Requirement →
Nothing but the lines from the one with "the tire, which" through the last line of the data should be restated, each word for word.

-- Input material follows --

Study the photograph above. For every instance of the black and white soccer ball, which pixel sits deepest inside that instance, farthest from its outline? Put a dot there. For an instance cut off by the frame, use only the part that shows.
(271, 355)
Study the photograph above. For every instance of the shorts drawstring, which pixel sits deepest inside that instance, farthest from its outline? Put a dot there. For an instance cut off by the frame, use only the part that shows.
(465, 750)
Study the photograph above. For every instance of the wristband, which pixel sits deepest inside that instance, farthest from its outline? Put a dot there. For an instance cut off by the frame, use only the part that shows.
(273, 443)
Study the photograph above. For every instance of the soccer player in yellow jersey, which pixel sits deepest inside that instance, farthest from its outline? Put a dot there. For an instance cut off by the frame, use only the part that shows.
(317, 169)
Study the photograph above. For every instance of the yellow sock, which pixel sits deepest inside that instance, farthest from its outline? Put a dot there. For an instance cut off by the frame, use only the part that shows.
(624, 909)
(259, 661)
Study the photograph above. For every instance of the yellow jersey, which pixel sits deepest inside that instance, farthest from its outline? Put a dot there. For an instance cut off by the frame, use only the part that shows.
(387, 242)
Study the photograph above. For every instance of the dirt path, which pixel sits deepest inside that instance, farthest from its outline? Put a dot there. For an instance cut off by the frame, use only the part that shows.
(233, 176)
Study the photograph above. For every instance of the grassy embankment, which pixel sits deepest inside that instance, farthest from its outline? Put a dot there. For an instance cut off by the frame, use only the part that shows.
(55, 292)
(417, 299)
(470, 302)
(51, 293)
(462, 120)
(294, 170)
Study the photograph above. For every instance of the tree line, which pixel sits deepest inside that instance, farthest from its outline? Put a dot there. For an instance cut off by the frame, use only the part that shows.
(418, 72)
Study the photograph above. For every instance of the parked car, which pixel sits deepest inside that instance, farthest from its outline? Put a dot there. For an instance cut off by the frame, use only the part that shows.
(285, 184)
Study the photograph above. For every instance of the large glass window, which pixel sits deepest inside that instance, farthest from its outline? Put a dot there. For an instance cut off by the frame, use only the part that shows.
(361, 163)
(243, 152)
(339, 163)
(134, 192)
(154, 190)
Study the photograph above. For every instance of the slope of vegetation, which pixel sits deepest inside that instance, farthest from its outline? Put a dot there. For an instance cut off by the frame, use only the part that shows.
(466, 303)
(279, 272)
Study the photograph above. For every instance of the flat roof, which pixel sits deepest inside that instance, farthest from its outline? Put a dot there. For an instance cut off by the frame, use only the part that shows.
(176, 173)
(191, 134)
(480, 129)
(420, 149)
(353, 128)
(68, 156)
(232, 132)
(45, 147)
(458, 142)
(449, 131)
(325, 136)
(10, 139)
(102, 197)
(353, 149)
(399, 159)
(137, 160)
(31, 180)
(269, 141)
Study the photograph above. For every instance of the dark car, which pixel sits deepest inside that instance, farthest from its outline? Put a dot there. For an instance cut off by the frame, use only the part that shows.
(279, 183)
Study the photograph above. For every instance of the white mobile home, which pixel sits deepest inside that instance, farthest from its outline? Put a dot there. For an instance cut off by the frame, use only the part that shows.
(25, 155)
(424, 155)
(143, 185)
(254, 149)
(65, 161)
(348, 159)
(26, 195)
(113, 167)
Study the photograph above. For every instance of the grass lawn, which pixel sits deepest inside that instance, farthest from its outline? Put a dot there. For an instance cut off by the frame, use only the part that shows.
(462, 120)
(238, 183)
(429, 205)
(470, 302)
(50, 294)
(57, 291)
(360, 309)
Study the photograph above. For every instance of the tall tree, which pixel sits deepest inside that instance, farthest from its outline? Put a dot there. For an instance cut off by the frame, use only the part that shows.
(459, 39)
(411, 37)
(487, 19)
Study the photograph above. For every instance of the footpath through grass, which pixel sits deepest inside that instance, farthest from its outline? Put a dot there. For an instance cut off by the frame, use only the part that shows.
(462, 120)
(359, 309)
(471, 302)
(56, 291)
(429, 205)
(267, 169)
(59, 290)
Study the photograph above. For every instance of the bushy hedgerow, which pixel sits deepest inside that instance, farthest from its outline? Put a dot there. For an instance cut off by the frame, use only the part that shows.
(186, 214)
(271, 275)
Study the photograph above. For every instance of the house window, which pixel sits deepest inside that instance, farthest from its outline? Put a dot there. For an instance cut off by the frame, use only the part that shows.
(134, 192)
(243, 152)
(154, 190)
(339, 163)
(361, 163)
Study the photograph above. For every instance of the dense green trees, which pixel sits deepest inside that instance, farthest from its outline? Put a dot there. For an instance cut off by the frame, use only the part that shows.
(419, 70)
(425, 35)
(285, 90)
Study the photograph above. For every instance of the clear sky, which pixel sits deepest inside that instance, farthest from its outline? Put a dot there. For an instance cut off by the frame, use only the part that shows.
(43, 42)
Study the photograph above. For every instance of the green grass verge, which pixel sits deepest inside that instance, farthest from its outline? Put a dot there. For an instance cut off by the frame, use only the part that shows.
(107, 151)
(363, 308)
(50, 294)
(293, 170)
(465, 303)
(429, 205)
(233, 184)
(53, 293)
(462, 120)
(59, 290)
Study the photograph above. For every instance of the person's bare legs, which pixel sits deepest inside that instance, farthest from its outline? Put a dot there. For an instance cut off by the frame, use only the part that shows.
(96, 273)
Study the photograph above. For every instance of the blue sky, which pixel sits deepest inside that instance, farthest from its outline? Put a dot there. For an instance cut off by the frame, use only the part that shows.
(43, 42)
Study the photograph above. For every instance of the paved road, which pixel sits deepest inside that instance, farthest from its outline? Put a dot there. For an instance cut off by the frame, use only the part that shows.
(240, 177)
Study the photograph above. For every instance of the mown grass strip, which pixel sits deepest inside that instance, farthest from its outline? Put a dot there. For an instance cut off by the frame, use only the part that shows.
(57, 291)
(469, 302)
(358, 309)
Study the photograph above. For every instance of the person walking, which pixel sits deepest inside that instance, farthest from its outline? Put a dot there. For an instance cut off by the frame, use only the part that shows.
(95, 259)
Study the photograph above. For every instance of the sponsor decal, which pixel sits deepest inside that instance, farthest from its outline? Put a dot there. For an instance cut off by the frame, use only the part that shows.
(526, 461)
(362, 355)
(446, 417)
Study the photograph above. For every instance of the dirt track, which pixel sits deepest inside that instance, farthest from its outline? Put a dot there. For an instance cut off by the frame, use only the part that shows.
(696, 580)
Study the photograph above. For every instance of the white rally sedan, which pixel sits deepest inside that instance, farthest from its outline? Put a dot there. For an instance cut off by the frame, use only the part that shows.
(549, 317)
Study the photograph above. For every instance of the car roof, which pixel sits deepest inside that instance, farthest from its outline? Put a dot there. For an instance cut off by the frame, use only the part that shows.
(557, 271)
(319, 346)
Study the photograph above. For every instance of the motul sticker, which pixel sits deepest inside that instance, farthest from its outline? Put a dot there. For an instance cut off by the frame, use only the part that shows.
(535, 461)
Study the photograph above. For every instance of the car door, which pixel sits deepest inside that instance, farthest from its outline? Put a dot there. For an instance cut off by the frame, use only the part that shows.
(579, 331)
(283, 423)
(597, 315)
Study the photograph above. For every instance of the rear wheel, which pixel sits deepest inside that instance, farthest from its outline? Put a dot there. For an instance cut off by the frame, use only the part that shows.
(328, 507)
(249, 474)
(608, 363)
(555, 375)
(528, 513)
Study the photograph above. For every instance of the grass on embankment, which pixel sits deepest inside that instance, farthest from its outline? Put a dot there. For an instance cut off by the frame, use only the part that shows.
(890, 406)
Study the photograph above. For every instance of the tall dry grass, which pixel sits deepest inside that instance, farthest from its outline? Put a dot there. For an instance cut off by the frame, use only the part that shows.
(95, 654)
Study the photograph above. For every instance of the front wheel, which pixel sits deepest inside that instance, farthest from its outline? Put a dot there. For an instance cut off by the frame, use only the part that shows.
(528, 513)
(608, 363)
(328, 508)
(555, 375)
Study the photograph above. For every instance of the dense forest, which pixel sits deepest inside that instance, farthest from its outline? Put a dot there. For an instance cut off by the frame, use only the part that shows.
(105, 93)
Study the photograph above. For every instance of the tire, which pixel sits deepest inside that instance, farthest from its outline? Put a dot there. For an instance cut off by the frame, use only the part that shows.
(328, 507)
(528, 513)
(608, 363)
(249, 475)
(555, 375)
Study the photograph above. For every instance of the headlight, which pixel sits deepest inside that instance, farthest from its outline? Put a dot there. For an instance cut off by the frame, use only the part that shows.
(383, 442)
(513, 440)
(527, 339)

-- Input material concluded --

Answer below →
Study the photograph above. For every instance of the tire, which pixel sits deepest inside that instance, farthest from its outline? Put a dot there. For an instance cut off by the frame, use only the part that shows.
(328, 507)
(528, 513)
(608, 363)
(249, 475)
(555, 375)
Study the photograph above. For every instance of the headlight, which pixel sits deepest inside that instance, farthest from its outline? Put a dot there. For an instance cut off by the frame, use only the part that shows.
(383, 442)
(513, 440)
(527, 339)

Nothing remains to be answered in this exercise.